YOUR INSTRUCTIONS — Rewrite the listing below as a JSON list of strings, one string per line, leaving out blank lines. Omit the pictures from your answer.

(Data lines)

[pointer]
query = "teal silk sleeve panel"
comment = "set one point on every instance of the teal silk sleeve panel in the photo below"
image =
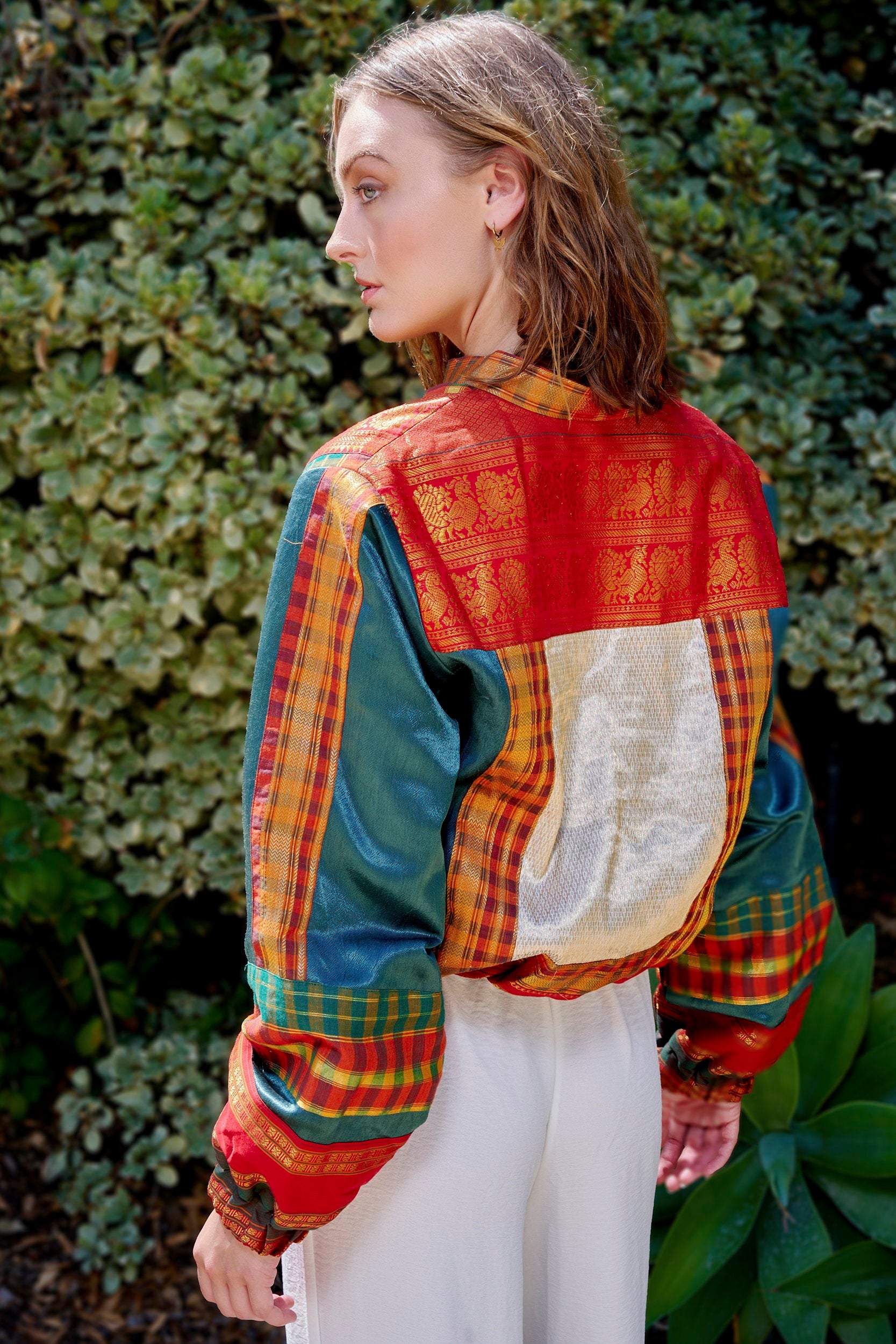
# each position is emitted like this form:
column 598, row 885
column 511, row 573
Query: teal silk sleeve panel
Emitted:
column 754, row 960
column 276, row 608
column 378, row 910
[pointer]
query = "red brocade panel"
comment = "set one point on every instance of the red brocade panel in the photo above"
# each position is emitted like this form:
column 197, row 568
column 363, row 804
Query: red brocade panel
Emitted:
column 520, row 526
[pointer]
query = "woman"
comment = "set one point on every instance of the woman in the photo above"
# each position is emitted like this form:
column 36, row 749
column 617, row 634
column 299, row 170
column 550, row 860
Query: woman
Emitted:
column 508, row 748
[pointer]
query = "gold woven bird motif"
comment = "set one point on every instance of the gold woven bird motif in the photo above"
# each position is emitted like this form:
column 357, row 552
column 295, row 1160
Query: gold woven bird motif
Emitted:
column 448, row 510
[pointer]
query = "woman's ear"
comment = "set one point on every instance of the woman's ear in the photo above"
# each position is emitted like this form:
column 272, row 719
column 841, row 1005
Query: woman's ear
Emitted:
column 505, row 186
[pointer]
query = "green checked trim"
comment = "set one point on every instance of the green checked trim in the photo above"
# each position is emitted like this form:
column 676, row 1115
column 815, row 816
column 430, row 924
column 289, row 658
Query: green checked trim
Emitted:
column 340, row 1011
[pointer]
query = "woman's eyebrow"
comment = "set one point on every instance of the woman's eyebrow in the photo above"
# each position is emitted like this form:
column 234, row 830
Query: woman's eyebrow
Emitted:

RESULT OF THIS EXERCISE —
[
  "[pointer]",
  "query = \"teal silk sleeve panel\"",
  "comment = \"set one point on every instance of the teal silk sleeve panel in the photo below\"",
  "image =",
  "# each position is emitted like this form:",
  "column 598, row 885",
  "column 511, row 573",
  "Query: teal silk sleeve panel",
  "Emitted:",
  "column 754, row 960",
  "column 276, row 608",
  "column 378, row 910",
  "[pointer]",
  "query = \"red brocade panel\"",
  "comment = \"set one point on every instance of the red brocade panel in the photo above\"",
  "# each position is emitted like this form:",
  "column 197, row 568",
  "column 363, row 804",
  "Query: red brocade panel",
  "Emitted:",
  "column 520, row 526",
  "[pointer]",
  "query = \"woman\"",
  "comment = \"set one point on every instance of the woman in the photo above\"",
  "# each position is emitted like this form:",
  "column 36, row 749",
  "column 617, row 634",
  "column 299, row 170",
  "column 550, row 860",
  "Query: woman",
  "Emitted:",
  "column 508, row 748",
  "[pointer]",
  "query = \"gold woven bird motif\"",
  "comment = \"set one point on every instance of the gold woven bird motif in the photo above\"",
  "# each position is emitted like this form:",
  "column 357, row 552",
  "column 295, row 1160",
  "Query: gold woven bird motif",
  "Emitted:",
  "column 448, row 510",
  "[pointer]",
  "query = \"woman's ear\"",
  "comment = \"set one point on every instance of the woman's ear in the photo above\"",
  "# each position is emitted like this form:",
  "column 272, row 719",
  "column 841, row 1005",
  "Query: woman's ear",
  "Emitted:",
  "column 505, row 186",
  "[pointer]",
  "query = \"green checked trim\"",
  "comment = \"set one point on every instance of the green checked trim in the photo above\"",
  "# each position is emitted like this form:",
  "column 676, row 1115",
  "column 815, row 816",
  "column 430, row 924",
  "column 289, row 658",
  "Query: green checked trim",
  "Emitted:",
  "column 340, row 1011",
  "[pointer]",
  "query = \"woman's eyebrow\"",
  "comment = \"set one point on every instance of the woman's eyebrow in the photo above\"",
  "# each position is emitted like this form:",
  "column 234, row 830",
  "Query: woman's eyebrow",
  "Emitted:"
]